[poppler] commit? bounding box html in pdftotext

Kenneth Berland ken at hero.com
Wed Sep 29 18:53:28 PDT 2010


Attached.

-KB


On Thu, 30 Sep 2010, Albert Astals Cid wrote:

> A Dimecres, 29 de setembre de 2010, Kenneth Berland va escriure:
>> There exist OS's without /dev/null!?
>> 
>> ;)
>> 
>> You're pretty good at this code review thing, nice catch.  NULL appears to
>> be what TextOutputDev expects.  Updated patch attached.
>
> Could you also please add the new option to pdftohtml.1 man page?
>
> Thanks,
>  Albert
>
>> 
>> -KB
>> 
>> On Wed, 29 Sep 2010, Albert Astals Cid wrote:
>> > A Dimecres, 22 de setembre de 2010, vàreu escriure:
>> >> Very funny.
>> >> 
>> >> The old diff, using std:: is at:
>> >> 
>> >> http://lists.freedesktop.org/archives/poppler/attachments/20100530/89825
>> >> 275 /attachment.txt
>> >> 
>> >> You can commit either today's diff or the 2010-05-30 (std::) diff.  I
>> >> think the std:: version is less likely to have pointer-related bugs.
>> > 
>> > textOut = new TextOutputDev("/dev/null",
>> > 
>> > This doesn't look portable. Can you please fix it?
>> > 
>> > Thanks,
>> > 
>> >  Albert
>> > 
>> >> -KB
>> >> 
>> >> On Wed, 22 Sep 2010, Albert Astals Cid wrote:
>> >> > A Dimecres, 22 de setembre de 2010, Kenneth Berland va escriure:
>> >> >> I have rewritten the replace function with standard C.
>> >> > 
>> >> > Now is when you hate me but since a few weeks we accept std:: code if
>> >> > it's *obvious* it adds value over existing code.
>> >> > 
>> >> > So can you please send again your patch to the mailing list?
>> >> > 
>> >> > Sorry, totally forgot to tell you.
>> >> > 
>> >> > Albert
>> >> > 
>> >> >> -KB
>> >> >> 
>> >> >> On Sun, 11 Jul 2010, Albert Astals Cid wrote:
>> >> >>> A Dimarts, 6 de juliol de 2010, Kenneth Berland va escriure:
>> >> >>>> Can I use std::string within any GooString methods I write (e.g.
>> >> >>>> replace) or am I limited to the C Standard library (i.e. string.h)?

### Stated problem
Copy the stretch of the poppler mailing-list thread from "On Thu, 30 Sep" through "pdftohtml.1 man page?", substituting "manual page" for "man page". The rows are not needed here.

### Dataset
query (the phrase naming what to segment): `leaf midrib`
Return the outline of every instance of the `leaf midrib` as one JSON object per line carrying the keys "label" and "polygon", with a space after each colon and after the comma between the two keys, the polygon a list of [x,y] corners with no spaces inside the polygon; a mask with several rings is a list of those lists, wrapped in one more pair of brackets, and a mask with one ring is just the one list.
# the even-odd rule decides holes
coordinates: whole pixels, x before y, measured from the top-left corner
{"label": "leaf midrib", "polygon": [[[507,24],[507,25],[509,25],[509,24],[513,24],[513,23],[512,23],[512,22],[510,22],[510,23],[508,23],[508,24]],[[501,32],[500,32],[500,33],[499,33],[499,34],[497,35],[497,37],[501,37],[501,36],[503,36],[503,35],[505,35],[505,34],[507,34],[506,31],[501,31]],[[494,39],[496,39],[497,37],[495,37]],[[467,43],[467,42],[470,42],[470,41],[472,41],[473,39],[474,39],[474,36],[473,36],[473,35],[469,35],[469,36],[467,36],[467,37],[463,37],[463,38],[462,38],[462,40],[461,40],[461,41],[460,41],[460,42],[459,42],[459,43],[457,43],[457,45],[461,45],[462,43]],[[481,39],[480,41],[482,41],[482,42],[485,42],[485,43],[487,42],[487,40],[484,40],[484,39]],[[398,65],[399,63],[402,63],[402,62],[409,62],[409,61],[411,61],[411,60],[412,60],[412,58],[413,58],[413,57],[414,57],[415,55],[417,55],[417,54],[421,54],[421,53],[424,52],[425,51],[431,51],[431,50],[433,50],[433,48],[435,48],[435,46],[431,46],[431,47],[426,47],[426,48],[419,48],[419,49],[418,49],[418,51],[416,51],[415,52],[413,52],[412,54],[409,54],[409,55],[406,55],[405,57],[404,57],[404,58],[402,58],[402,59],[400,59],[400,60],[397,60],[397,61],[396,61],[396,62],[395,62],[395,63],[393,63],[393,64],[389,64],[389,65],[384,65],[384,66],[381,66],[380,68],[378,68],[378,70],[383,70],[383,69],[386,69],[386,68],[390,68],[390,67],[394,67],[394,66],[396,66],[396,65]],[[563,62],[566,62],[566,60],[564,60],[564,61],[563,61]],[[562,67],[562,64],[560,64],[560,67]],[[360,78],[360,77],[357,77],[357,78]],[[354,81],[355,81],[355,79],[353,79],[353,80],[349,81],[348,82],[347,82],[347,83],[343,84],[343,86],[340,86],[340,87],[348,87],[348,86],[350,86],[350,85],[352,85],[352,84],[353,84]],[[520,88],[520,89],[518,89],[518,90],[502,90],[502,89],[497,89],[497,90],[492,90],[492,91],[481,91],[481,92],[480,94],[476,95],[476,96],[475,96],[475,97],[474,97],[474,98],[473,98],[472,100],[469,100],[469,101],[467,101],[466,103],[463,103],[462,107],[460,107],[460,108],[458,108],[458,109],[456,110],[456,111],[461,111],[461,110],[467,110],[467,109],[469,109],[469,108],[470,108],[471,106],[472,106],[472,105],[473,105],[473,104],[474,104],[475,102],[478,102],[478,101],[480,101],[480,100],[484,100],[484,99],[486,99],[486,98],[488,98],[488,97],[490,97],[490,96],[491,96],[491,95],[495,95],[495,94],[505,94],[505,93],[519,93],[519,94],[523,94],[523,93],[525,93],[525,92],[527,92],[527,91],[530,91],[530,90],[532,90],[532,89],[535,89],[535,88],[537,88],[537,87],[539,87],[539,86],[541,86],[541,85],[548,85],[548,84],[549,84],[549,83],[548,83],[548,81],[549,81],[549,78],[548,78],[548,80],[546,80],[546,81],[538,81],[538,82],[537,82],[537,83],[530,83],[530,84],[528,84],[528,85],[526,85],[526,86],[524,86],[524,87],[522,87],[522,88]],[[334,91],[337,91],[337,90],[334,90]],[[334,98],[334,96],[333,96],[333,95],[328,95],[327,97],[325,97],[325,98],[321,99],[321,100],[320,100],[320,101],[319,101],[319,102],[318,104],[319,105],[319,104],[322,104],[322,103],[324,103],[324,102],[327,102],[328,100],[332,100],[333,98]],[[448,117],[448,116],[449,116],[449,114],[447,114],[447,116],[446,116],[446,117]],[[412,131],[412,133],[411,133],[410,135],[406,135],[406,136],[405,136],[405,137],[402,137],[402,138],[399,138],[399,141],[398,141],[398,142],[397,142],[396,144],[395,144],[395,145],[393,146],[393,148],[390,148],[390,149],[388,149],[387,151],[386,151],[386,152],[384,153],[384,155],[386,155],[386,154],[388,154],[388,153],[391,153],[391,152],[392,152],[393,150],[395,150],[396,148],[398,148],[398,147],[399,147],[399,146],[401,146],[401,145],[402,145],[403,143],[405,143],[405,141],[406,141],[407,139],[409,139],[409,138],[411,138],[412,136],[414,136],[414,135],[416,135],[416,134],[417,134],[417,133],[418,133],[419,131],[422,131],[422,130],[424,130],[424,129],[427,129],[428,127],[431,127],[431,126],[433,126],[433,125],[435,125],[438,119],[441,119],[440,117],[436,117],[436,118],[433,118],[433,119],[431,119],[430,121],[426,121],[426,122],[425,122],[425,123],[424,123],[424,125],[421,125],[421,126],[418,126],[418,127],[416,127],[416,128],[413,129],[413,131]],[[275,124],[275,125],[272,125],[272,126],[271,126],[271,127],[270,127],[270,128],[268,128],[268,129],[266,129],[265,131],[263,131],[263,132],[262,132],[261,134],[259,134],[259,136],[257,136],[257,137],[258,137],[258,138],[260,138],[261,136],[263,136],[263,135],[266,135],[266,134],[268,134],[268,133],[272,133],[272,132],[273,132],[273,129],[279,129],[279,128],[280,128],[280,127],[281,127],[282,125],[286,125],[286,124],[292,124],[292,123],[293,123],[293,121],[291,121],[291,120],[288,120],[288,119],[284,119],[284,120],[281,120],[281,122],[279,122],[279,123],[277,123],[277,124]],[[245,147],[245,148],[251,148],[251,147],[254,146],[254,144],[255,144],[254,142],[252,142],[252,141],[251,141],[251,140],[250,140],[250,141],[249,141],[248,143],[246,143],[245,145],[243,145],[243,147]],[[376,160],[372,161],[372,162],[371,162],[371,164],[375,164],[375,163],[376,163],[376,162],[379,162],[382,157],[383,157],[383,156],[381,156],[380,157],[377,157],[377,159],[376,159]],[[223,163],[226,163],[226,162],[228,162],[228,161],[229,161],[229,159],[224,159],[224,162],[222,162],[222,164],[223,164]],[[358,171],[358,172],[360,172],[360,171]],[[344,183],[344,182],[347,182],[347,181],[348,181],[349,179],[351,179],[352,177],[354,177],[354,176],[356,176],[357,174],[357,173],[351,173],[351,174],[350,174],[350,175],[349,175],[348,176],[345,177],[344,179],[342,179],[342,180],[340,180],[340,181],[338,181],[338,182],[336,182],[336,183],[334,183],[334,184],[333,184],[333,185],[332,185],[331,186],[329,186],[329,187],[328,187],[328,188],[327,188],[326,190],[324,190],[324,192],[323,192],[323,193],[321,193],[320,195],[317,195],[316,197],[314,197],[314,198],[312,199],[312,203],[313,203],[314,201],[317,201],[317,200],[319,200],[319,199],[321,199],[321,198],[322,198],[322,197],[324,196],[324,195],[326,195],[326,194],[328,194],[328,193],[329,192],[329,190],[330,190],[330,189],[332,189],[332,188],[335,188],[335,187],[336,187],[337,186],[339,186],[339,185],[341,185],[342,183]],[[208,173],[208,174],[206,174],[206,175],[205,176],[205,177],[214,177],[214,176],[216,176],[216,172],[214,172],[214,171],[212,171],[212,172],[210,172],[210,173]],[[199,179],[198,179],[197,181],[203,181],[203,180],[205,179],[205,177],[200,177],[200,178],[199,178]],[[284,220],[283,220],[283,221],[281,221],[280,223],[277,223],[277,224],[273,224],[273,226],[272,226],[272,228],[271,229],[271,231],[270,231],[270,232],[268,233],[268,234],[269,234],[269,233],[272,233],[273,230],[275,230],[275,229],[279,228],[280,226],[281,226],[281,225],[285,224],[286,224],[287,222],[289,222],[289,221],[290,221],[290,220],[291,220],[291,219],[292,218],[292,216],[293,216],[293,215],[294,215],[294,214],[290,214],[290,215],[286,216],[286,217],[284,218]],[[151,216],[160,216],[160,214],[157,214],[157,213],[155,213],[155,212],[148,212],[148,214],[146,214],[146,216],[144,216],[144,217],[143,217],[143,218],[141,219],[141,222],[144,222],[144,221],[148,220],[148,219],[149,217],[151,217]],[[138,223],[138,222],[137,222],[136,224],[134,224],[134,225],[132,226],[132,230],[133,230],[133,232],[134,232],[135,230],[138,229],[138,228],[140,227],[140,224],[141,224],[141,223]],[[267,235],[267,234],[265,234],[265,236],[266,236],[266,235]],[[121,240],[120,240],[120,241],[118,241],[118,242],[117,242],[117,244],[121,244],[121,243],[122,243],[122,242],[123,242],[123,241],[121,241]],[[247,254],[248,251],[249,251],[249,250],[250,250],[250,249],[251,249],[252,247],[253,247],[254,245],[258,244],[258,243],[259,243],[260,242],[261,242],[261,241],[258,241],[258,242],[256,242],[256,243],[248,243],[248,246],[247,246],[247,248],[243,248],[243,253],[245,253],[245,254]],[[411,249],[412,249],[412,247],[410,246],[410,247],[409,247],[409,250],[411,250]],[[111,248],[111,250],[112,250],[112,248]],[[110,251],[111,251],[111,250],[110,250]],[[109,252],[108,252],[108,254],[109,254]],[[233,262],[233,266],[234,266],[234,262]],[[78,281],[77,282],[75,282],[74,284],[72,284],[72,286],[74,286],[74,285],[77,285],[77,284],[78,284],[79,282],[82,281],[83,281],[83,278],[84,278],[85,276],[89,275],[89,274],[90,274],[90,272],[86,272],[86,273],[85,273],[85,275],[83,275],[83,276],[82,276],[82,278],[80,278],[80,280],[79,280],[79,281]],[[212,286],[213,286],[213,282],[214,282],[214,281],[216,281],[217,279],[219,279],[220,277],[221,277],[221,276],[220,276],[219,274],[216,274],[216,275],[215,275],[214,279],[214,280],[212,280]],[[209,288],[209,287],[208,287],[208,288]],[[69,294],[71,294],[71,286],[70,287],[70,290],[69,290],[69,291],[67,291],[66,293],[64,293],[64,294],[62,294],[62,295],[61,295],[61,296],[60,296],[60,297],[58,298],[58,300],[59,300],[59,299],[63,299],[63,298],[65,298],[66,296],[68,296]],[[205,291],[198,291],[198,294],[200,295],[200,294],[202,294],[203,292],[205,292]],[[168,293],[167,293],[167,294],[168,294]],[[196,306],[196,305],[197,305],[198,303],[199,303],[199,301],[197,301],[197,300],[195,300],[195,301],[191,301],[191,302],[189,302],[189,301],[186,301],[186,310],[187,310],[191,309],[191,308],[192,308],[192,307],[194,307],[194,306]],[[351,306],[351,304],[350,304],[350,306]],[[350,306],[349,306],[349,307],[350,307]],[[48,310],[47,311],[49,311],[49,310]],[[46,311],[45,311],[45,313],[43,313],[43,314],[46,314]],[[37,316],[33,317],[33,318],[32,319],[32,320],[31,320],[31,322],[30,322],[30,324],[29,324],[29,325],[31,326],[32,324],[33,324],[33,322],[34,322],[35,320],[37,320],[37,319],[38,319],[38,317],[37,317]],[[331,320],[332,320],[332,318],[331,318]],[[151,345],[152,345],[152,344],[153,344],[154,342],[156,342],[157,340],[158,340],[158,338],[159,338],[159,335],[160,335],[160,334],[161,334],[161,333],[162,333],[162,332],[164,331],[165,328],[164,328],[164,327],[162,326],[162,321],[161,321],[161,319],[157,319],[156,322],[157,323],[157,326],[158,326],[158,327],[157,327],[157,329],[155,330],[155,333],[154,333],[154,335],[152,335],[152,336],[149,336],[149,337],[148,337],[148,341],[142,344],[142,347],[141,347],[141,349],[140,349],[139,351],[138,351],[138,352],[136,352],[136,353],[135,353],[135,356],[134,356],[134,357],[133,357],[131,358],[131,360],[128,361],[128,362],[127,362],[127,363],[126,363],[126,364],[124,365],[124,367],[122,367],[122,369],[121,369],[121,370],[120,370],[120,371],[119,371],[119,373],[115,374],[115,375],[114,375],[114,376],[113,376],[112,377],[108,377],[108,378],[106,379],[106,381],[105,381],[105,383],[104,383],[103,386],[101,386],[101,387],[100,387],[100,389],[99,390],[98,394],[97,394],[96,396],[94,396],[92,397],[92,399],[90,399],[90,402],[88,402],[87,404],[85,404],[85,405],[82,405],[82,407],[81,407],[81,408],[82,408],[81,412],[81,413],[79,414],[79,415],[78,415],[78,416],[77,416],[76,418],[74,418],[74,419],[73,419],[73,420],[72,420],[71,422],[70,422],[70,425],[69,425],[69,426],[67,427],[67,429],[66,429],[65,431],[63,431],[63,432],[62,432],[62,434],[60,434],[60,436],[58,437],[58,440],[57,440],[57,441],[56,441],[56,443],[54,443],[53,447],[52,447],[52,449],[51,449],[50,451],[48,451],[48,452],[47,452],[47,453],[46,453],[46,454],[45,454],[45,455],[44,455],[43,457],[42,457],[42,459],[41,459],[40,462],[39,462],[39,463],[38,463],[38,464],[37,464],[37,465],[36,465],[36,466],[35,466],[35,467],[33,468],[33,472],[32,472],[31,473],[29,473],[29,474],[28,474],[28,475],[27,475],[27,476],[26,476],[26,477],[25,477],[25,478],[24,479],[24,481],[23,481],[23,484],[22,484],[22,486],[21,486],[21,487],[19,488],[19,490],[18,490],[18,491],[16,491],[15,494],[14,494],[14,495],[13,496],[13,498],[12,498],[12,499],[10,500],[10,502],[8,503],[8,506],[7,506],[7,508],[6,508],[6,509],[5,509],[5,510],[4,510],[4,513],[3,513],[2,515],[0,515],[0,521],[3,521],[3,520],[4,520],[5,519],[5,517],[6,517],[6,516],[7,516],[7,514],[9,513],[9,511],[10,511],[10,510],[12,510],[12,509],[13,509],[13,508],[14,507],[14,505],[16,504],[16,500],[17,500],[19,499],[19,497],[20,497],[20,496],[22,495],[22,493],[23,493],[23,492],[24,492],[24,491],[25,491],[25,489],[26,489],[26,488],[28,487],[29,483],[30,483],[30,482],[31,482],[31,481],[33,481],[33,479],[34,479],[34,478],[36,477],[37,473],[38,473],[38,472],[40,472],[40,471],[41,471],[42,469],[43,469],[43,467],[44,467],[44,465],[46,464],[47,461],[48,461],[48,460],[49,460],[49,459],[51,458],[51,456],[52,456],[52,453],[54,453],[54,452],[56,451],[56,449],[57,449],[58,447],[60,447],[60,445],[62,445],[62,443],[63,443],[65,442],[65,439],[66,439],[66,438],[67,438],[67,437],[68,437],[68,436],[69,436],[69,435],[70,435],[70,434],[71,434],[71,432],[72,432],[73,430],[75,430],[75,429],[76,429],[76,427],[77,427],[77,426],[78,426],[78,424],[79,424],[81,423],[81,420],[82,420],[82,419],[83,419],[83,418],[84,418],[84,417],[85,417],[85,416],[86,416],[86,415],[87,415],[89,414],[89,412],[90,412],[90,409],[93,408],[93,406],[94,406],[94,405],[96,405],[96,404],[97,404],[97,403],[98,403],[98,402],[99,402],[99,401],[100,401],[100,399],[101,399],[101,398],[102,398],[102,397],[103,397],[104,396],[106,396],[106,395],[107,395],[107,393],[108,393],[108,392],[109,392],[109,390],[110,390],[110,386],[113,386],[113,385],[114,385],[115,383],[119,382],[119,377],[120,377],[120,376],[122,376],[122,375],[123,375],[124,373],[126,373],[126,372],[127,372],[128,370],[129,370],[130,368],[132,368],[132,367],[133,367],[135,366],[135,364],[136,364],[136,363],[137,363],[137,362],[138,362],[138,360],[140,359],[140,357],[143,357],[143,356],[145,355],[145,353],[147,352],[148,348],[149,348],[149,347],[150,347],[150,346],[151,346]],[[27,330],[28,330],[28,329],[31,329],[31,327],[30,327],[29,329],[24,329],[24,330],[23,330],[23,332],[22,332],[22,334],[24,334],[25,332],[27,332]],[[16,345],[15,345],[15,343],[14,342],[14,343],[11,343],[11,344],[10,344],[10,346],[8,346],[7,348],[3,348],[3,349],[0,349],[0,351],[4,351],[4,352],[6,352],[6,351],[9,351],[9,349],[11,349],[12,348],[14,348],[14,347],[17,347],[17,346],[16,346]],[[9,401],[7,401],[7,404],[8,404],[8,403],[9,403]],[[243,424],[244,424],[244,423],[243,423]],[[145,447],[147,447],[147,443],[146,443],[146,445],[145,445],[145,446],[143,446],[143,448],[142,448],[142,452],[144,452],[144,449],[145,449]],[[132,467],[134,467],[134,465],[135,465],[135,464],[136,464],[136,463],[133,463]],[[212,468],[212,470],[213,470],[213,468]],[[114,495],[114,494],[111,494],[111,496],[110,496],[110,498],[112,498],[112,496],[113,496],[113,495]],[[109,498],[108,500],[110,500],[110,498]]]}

### Output for this task
On Thu, 30 Sep 2010, Albert Astals Cid wrote:

> A Dimecres, 29 de setembre de 2010, Kenneth Berland va escriure:
>> There exist OS's without /dev/null!?
>> 
>> ;)
>> 
>> You're pretty good at this code review thing, nice catch.  NULL appears to
>> be what TextOutputDev expects.  Updated patch attached.
>
> Could you also please add the new option to pdftohtml.1 manual page?